[Page extract]:
************
- Gold trades in the green as US-China tensions boost demand for safe havens.
- The US Dollar weakens amid additional tariff threats.
- Gold prices recover above $3,350, adding over 2.50% for the day, at the time of writing.
Gold prices are trading positively on Monday, driven by market uncertainty and an increased demand for safe-haven assets.
Market sentiment has turned cautious due to a series of developments, including US President Donald Trump’s intention to double tariffs on steel and aluminium from 25% to 50%. The growing tariff threats and escalating trade tensions have posed a significant risk to risk assets, while a weaker US Dollar has been supportive of Gold prices.
Tensions between the US and China have also intensified, with Beijing pushing back against Trump’s accusations that it violated a trade agreement reached in Geneva.
Gold daily digest: Trump tariffs, US-China trade wars come back in focus
- In his post on Truth Social on Friday, Trump stated:” China, perhaps not surprisingly to some, HAS TOTALLY VIOLATED ITS AGREEMENT WITH US. So much for being Mr. NICE GUY!”
************
[Data excerpts]:

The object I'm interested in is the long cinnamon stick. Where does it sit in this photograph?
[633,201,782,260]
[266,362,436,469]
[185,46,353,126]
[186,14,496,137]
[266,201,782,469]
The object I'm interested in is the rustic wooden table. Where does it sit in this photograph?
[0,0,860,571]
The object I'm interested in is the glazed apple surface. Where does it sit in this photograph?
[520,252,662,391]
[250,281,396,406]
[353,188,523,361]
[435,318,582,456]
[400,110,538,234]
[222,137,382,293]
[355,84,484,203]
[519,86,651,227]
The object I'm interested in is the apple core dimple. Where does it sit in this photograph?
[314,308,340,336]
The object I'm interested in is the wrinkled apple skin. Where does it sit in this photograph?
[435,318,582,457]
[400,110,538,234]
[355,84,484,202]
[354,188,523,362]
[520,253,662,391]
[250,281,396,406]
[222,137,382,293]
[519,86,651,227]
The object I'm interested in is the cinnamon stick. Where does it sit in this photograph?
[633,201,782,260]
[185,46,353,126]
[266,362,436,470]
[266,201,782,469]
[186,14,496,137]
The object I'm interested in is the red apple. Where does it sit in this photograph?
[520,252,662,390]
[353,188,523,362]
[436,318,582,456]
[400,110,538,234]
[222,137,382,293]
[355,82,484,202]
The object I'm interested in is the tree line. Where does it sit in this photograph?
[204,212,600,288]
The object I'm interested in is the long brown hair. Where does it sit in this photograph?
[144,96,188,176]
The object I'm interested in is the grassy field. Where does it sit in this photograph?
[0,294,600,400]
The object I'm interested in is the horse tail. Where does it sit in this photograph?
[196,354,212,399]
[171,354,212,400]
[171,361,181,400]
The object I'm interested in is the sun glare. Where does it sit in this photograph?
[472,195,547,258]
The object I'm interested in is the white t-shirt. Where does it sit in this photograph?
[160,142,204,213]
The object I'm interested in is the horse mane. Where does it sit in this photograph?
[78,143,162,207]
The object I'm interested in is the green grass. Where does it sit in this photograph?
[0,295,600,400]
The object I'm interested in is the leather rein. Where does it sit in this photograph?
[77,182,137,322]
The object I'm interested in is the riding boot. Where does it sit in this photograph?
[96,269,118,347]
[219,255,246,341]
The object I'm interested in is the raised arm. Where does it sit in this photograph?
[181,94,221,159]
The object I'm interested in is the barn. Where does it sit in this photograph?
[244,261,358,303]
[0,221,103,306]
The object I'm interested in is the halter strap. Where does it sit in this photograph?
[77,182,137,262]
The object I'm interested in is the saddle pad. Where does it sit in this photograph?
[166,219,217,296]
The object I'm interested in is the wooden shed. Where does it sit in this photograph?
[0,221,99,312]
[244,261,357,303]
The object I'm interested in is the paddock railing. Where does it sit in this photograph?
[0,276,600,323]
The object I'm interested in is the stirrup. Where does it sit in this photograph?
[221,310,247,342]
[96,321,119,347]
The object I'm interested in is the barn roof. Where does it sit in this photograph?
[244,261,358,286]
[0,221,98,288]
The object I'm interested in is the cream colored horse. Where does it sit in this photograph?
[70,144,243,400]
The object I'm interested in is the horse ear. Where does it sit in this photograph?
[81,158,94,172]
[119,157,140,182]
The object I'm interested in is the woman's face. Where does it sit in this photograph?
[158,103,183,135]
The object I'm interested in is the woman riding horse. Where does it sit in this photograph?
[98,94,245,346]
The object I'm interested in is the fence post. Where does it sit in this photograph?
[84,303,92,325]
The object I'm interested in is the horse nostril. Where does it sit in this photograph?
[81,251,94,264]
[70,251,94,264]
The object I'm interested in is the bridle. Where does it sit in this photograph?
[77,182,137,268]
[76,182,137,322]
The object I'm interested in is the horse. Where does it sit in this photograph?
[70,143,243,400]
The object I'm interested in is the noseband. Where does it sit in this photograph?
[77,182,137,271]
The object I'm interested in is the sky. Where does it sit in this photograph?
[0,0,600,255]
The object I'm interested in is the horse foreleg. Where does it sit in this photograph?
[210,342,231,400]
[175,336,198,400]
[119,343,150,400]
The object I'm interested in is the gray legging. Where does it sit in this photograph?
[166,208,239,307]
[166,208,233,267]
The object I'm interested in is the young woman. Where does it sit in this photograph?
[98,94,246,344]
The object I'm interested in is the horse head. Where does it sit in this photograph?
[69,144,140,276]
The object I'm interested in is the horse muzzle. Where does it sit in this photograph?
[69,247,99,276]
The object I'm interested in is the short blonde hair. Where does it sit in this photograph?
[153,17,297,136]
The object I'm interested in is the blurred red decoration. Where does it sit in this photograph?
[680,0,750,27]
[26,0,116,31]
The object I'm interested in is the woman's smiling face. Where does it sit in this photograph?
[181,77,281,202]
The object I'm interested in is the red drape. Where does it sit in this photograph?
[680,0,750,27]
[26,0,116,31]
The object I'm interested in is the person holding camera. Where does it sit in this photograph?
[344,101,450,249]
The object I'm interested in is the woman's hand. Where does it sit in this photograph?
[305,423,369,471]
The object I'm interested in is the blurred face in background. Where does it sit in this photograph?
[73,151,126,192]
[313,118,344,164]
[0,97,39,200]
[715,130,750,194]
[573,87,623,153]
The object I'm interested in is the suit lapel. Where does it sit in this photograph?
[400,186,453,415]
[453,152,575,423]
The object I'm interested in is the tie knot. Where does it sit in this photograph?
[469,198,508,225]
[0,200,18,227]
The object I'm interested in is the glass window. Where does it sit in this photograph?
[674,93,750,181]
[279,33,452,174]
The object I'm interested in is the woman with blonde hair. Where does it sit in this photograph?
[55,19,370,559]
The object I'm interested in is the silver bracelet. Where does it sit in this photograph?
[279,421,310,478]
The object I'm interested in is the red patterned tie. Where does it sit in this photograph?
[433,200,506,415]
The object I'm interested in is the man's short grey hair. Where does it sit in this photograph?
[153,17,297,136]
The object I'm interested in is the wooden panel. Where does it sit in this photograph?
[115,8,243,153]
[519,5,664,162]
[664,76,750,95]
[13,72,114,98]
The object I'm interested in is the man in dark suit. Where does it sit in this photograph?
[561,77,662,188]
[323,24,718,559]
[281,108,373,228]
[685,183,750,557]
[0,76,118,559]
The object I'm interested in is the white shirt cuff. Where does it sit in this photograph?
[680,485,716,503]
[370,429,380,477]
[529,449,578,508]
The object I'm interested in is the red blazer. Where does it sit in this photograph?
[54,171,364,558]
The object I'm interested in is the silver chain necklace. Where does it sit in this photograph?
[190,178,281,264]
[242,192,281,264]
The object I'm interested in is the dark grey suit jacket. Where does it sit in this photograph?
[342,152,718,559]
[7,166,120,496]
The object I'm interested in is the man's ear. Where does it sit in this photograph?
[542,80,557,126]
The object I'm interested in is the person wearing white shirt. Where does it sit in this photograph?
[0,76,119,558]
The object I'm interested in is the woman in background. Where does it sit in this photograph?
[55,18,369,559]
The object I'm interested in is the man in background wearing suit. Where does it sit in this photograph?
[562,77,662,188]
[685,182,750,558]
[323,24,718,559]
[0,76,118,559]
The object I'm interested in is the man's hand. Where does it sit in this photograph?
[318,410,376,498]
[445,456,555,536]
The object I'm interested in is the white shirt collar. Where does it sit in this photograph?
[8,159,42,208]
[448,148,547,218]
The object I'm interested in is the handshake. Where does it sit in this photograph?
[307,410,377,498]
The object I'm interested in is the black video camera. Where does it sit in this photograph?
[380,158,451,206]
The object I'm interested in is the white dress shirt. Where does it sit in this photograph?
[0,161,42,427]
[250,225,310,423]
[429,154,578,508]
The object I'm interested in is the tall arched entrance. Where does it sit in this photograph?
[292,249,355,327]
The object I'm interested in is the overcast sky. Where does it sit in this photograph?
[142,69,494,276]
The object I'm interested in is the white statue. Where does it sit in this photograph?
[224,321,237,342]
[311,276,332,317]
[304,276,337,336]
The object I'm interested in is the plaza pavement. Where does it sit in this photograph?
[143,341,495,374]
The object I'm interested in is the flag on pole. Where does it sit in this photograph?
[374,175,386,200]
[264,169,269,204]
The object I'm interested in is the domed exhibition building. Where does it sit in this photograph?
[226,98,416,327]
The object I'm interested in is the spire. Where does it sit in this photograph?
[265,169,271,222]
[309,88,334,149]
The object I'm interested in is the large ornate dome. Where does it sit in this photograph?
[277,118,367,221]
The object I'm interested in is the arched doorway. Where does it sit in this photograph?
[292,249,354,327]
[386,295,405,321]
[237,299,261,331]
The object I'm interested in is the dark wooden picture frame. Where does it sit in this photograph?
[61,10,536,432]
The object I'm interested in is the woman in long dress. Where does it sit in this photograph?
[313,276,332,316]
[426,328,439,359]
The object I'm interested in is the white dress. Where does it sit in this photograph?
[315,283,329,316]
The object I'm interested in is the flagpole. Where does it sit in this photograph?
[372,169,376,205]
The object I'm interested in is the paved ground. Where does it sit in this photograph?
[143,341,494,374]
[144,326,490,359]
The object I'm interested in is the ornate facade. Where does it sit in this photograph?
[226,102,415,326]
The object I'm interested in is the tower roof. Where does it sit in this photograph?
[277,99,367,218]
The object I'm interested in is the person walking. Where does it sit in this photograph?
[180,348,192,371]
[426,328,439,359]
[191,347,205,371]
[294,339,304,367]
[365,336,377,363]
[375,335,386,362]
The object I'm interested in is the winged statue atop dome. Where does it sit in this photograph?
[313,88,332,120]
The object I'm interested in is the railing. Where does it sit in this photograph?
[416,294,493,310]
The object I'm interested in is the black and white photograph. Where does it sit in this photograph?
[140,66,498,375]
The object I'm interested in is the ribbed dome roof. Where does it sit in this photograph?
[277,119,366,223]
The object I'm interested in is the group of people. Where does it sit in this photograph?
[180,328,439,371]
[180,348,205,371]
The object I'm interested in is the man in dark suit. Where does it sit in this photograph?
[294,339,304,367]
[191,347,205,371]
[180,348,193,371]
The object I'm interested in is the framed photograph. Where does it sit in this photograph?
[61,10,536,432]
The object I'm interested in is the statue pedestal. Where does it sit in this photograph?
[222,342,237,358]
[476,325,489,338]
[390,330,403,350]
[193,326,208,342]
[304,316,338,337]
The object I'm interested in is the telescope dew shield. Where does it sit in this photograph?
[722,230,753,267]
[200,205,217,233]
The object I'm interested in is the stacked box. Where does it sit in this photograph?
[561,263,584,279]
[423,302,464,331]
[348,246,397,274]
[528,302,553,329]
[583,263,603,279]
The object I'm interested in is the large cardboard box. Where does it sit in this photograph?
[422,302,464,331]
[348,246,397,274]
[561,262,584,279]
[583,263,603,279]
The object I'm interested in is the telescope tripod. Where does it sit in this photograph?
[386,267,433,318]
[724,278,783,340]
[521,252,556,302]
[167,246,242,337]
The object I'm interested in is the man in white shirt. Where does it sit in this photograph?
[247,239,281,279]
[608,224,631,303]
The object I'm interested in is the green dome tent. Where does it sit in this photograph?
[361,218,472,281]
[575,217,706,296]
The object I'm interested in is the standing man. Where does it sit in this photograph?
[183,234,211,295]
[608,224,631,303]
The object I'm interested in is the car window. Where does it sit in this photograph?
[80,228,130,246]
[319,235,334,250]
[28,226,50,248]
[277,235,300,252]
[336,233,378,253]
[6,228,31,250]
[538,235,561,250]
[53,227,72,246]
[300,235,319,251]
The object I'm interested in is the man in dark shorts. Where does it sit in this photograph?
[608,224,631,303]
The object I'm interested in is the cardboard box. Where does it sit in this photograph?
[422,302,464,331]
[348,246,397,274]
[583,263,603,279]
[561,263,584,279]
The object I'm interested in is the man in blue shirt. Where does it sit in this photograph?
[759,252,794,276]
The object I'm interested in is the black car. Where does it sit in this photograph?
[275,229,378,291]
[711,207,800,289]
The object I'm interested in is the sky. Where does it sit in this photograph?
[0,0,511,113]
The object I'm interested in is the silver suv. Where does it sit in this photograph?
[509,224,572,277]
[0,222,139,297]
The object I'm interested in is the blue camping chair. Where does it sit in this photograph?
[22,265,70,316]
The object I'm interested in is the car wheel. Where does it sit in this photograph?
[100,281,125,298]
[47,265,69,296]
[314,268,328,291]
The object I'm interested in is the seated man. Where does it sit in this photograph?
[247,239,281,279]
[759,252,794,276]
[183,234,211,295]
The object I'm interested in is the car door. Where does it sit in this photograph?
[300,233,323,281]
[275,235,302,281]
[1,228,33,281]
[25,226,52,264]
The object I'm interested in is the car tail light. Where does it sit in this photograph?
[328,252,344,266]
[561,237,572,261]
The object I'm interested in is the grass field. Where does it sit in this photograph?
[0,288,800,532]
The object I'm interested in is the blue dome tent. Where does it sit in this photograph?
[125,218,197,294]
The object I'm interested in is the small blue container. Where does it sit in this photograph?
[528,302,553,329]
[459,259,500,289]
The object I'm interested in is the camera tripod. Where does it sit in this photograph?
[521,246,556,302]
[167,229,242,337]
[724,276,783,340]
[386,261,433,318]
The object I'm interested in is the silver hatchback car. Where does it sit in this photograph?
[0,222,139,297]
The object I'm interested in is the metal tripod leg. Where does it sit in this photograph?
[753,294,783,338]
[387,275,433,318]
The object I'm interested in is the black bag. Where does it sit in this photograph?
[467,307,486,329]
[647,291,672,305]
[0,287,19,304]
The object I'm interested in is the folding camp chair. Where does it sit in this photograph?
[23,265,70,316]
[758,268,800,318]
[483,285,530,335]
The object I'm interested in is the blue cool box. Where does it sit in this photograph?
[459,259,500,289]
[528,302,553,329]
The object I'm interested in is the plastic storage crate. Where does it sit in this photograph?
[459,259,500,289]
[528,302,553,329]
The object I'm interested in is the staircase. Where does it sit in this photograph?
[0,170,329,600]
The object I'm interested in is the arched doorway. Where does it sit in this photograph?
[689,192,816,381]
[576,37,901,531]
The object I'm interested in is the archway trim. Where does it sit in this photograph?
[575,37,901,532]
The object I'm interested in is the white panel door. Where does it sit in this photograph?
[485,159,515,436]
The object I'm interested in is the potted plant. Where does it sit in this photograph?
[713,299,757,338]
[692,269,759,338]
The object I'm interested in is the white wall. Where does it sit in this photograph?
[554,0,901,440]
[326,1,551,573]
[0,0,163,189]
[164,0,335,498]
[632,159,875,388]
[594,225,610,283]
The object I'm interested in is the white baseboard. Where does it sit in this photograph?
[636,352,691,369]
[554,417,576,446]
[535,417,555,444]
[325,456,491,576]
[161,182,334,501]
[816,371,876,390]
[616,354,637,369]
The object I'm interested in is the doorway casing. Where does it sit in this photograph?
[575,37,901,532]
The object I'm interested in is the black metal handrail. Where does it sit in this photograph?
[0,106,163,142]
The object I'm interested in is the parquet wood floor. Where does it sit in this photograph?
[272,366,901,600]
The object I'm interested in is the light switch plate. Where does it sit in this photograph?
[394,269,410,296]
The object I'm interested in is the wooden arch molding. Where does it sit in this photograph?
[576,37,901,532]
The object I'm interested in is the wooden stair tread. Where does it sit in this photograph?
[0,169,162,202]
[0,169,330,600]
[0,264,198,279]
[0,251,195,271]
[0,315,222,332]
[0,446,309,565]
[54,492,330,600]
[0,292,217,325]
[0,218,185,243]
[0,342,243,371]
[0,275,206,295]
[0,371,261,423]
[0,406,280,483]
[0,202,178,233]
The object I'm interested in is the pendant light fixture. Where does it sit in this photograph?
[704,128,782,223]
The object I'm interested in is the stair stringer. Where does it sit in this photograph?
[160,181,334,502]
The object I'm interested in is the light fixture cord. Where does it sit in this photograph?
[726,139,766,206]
************
[Tasks to complete]:
**A.** From the gold market report, return the passage between "Market sentiment has" and "reached in Geneva.", inclusive, copied word for word.
**B.** According to the gold market report, what change does Trump intend to make to tariffs on steel and aluminum?

[Task-by-task results]:
**A.**
Market sentiment has turned cautious due to a series of developments, including US President Donald Trump’s intention to double tariffs on steel and aluminium from 25% to 50%. The growing tariff threats and escalating trade tensions have posed a significant risk to risk assets, while a weaker US Dollar has been supportive of Gold prices.
Tensions between the US and China have also intensified, with Beijing pushing back against Trump’s accusations that it violated a trade agreement reached in Geneva.

**B.** He intends to double them, from 25% to 50%.